* [WHAT THE EXERCISE ASKS]
Please continue the passage about the Data Citation Index, starting right after its last sentence.

* [SUPPLIED PASSAGE]
*** Begin section ***

JOHN KUNZE, ASSOCIATE DIRECTOR NATIONAL SCIENCE FOUNDATION CALIFORNIA DIGITAL LIBRARY

Working with prominent champions of data sharing, including leading research libraries and digital repositories, such as the California Digital Library, ICPSR, Protein Data Bank, PANGAEA, UK Data Archive, among others, Thomson Reuters developed the Data Citation Index. Designed to be a single source of data discovery for the sciences, social sciences, and arts and humanities, Data Citation Index fully indexes a significant number of the world’s leading data repositories of critical interest to the scientific community, including over two million data studies and datasets. The records for the datasets, which include authors, institutions, keywords, citations and other metadata, are then connected to related peer-reviewed literature indexed in the Web of Science.

By indexing repository data and displaying it alongside other research outputs, Data Citation Index solves three of the major issues that frustrate the discovery process and in turn discourage researchers from submitting their data to repositories.

  • Discovery. Raw repository metadata and descriptive metadata feed are analyzed and augmented during the indexing process. Once indexed, Data Citation Index records are integrated into the Web of Science platform, making it a single, searchable platform for researchers looking for particular data. Searches performed incorporate all search-filtering capabilities available in the Web of Science, refining the index’s search results in more useful ways. Once a data record has been selected, it links directly to the data housed within its respective repository.

*** End section ***

* [SUPPLIED ENTRIES]
*** Begin section ***

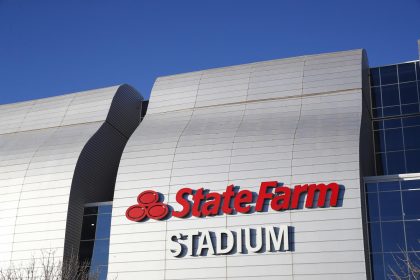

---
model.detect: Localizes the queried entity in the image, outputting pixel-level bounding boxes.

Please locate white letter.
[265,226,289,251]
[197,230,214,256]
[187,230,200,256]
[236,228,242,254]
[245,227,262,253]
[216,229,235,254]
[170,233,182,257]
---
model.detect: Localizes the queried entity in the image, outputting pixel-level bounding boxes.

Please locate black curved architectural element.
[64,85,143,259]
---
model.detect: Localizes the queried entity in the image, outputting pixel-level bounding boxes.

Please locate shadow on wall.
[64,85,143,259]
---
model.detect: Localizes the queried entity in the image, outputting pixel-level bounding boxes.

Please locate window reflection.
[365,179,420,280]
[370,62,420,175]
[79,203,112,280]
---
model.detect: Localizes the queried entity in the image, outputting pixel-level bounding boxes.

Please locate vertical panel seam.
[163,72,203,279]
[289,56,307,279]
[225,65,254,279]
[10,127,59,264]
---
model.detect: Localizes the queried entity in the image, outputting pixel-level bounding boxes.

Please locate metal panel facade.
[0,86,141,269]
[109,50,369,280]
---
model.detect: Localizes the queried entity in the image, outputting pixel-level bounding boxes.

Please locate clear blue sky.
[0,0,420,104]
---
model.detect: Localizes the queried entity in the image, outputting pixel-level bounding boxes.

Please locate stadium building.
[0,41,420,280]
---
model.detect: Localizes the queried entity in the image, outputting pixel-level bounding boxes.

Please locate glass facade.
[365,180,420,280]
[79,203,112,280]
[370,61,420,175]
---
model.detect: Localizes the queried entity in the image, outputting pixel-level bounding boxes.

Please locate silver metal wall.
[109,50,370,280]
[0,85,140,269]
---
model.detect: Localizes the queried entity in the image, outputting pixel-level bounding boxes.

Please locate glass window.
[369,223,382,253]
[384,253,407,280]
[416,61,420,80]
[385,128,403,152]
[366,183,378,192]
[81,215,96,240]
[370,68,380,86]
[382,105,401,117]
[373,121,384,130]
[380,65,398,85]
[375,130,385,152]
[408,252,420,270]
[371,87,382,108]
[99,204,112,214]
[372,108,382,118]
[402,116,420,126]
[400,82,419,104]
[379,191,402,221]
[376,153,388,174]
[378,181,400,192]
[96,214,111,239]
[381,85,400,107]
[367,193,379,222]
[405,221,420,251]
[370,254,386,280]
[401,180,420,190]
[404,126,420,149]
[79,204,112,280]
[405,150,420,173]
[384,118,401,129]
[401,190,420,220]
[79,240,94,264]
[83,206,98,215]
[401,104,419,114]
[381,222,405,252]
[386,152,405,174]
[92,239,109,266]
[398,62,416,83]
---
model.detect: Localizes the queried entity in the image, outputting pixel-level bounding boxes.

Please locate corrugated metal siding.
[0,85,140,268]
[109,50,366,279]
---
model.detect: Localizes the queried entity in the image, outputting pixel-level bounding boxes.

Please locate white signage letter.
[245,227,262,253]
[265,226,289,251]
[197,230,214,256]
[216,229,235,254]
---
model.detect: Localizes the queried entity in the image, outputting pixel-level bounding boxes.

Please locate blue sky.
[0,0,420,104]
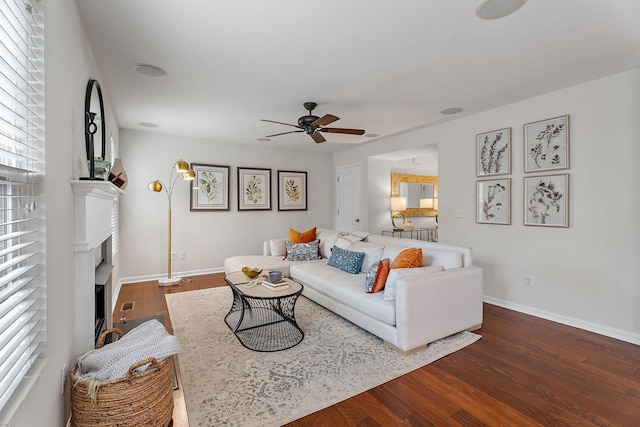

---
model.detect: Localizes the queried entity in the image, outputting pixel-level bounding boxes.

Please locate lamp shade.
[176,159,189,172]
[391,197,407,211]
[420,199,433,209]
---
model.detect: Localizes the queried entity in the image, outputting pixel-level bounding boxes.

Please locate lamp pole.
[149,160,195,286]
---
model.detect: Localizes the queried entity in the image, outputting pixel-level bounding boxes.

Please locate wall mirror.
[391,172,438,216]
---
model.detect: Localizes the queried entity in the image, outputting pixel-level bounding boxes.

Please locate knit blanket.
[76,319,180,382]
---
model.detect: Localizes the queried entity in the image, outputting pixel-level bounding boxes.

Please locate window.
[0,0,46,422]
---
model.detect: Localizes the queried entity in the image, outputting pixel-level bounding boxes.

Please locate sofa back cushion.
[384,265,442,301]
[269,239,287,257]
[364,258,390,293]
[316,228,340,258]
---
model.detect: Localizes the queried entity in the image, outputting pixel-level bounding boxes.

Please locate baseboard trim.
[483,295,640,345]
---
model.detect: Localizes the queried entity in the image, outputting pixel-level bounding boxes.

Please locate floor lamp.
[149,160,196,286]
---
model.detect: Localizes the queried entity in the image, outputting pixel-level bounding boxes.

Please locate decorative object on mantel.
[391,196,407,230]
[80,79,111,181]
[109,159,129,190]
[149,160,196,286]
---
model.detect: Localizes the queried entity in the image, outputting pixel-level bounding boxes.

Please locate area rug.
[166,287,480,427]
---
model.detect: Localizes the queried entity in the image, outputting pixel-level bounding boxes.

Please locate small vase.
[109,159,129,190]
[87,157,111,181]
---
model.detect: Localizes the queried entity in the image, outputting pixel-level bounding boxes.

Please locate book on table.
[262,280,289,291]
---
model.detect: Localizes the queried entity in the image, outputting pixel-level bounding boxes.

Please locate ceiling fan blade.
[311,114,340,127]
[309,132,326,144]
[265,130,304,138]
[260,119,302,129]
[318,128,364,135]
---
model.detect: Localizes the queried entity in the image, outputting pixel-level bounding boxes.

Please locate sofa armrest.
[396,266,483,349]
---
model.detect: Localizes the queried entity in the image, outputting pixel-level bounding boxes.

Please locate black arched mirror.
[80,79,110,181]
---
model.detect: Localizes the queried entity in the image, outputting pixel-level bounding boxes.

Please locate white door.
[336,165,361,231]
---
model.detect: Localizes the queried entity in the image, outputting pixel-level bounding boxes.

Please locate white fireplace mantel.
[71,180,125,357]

*** End section ***

* [RESPONSE BOX]
  • Attribution. Each result page contains a How to Cite this Resource link with a recommended citation format. Providing standardized citations will help establish citation conventions, paving the way for better measurement of data impact over time and contributing to faster, more accurate indexing while also increasing search productivity. Thomson Reuters EndNote® supports the same citation standards offered in Web of Science for streamlined, consistent attribution of datasets during the writing process.
  • Measurement. Integration with the Web of Science and the resulting linkages from data to literature allow the Data Citation Index to present measures traditionally associated with published literature to datasets. Researchers can measure the influence of their data and publications through the Times Cited counter on each index record, creating a valuable representation of influence for future funding awards or even academic tenure and promotion decisions.

FUNDERS AND THE FUTURE OF DATA SHARING

The emphasis on data sharing promises only to increase in the next decade.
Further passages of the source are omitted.